Document section -
···

The Charm City Circulator Purple Line, which currently connects Federal Hill to Penn Station, will be extended to 33rd St. near the Johns Hopkins University Homewood campus under a proposal announced by Mayor Stephanie Rawlings-Blake today. (BUT HERE’S THE CATCH: IT’S NOT HAPPENING UNTIL AT LEAST FALL 2014, OR ALMOST THREE YEARS FROM NOW. SEE THIS UPDATE.)
One of the newsier nuggets in the mayor’s State of the City speech this afternoon, the Purple Line extension suggestion comes a-year-and-half after the debut of the north-south route for the city’s free bus service.
In November, the city added a Circulator Green Route, making stops at parking areas downtown near Guilford Ave. and the Fallsway, as well as City Hall, Fells Point and Johns Hopkins Hospital.
North Baltimore residents and their representative, Councilwoman Mary Pat Clarke, have been pressing for free Circulator service to include Hopkins and Charles Village.
Whenever it starts rolling (Rawlings-Blake didn’t say), the Purple Line’s Route will roughly duplicate the notoriously off-schedule Maryland Transit Administration (MTA) No. 3 bus.

···

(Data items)
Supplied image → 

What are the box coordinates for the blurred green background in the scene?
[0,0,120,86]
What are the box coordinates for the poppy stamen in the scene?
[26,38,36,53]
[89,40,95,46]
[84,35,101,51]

···

Actions to take -
**a.** According to the article on the Circulator Purple Line extension, which two places does the Purple Line connect now?
**b.** Extend the article on the Circulator Purple Line extension, picking up right after its final sentence.

Results -
**a.** Federal Hill and Penn Station.

**b.**
That’s the city’s other public bus system, for which riders must pay a fare of $1.60 one way. Riders report long intervals where no No. 3 bus appears, and then two or more show up bunched-together.
Unlike the Circulator buses, the MTA buses serve all parts of the city, including those not frequented by large numbers of tourists, students or affluent residents.
The mayor’s current budget proposal includes $8 million for the Circulator bus system, which is subsidized by parking garage fees. There was no dollar figure attached to the mayor’s proposed Purple route extension.
Finding funding for a Purple Line extension to Charles Village may be easier said than done, this report from South Baltimore suggests.
Total Purple Line ridership in December, was 132,347, according to the Circulator website, with average daily ridership 4,412.
For comparison, their east-west Orange Line, which connects Hollins Market to Harbor East and Little Italy, had 104,706 riders in December, an average daily ridership of 3,490 passengers.
MTA, which operates a heavy rail, light rail and MARC commuter service in addition to Baltimore buses, reported average daily weekday ridership of 359,705 in 2009.